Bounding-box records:
------

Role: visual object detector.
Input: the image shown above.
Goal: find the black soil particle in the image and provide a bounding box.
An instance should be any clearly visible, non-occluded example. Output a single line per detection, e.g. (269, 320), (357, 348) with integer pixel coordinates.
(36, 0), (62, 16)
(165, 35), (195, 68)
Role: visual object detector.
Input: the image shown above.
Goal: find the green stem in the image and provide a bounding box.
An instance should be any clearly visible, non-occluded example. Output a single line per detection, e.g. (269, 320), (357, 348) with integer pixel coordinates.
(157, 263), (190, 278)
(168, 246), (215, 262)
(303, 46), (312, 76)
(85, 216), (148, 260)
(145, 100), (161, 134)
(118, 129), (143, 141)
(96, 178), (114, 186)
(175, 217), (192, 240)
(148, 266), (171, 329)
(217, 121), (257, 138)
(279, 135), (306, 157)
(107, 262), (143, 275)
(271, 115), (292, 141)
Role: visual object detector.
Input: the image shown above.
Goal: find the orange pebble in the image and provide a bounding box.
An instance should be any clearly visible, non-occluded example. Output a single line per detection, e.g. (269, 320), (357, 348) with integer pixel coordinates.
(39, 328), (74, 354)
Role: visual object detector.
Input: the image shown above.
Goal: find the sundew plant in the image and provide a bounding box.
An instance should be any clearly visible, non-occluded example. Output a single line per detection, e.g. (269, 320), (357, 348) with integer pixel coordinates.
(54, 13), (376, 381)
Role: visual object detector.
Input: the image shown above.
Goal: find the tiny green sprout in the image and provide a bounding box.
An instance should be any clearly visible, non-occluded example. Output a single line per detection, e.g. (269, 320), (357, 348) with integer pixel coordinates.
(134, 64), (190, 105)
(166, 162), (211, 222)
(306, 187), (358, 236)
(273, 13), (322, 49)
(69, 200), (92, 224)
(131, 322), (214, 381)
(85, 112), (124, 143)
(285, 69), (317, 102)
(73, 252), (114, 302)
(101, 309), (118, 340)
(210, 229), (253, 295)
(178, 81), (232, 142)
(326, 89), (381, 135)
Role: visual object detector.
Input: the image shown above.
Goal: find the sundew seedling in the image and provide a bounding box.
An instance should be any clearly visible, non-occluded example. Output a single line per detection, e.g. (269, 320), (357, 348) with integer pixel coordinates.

------

■ THE PROBLEM: Put every line of the rows above into a numbered list, leaving out any blank lines.

■ FINISHED ANSWER:
1. Role: visual object detector.
2. Input: the image shown above.
3. Goal: find the black soil particle in the image and provide a bounding box.
4. An instance should be any clearly visible, non-occluded example. Output a single line per detection, e.g. (269, 320), (357, 348) with integer pixel coordinates.
5. (36, 0), (62, 16)
6. (165, 35), (195, 68)
7. Role: visual object detector.
8. Input: the image shown above.
9. Goal: find the green stem in the image and provide a bounding box.
10. An instance should be any clearly visible, non-occluded example. Output a single line per detection, e.g. (269, 320), (357, 348) with integer pixel coordinates.
11. (157, 263), (190, 278)
12. (168, 246), (215, 262)
13. (303, 46), (312, 76)
14. (85, 216), (148, 260)
15. (145, 100), (161, 134)
16. (118, 129), (143, 141)
17. (96, 178), (114, 186)
18. (175, 217), (192, 240)
19. (148, 266), (171, 329)
20. (217, 121), (257, 138)
21. (279, 135), (306, 157)
22. (107, 262), (143, 275)
23. (271, 115), (292, 141)
24. Role: visual object detector.
25. Input: the image shown above.
26. Goal: find the orange pebble in the image and provide a bounding box.
27. An instance should be any clearly visible, non-occluded example. Output a single line per detection, e.g. (269, 320), (357, 348) with integer pixel coordinates.
28. (39, 328), (74, 354)
29. Role: visual object detector.
30. Input: the image shown above.
31. Goal: find the sundew plant in the image and provide a bounding box.
32. An instance should be any clearly visible, non-occluded example. Output a single line per detection, e.g. (269, 320), (357, 348) with integer pixel coordinates.
33. (54, 13), (376, 381)
34. Role: visual object detector.
35. Input: the image shown above.
36. Goal: find the tiny green sprout in the image and provide a bounding box.
37. An instance should be any clearly visible, non-occluded example. Output a single line per detection, e.g. (269, 320), (357, 348) with integer pixel coordinates.
38. (134, 64), (190, 105)
39. (166, 162), (211, 222)
40. (306, 187), (358, 236)
41. (273, 13), (322, 49)
42. (69, 200), (92, 224)
43. (131, 322), (214, 381)
44. (85, 112), (124, 143)
45. (285, 69), (317, 102)
46. (73, 252), (114, 302)
47. (101, 309), (118, 340)
48. (210, 229), (253, 295)
49. (178, 81), (232, 142)
50. (326, 89), (381, 135)
51. Role: visual object detector.
52. Input: the image shown above.
53. Goal: find the sundew seedling in the image and provide a bounding box.
54. An instance should be any clearly visible, non-occluded example. Output a single line per detection, e.g. (269, 320), (357, 348) with integer pixel coordinates.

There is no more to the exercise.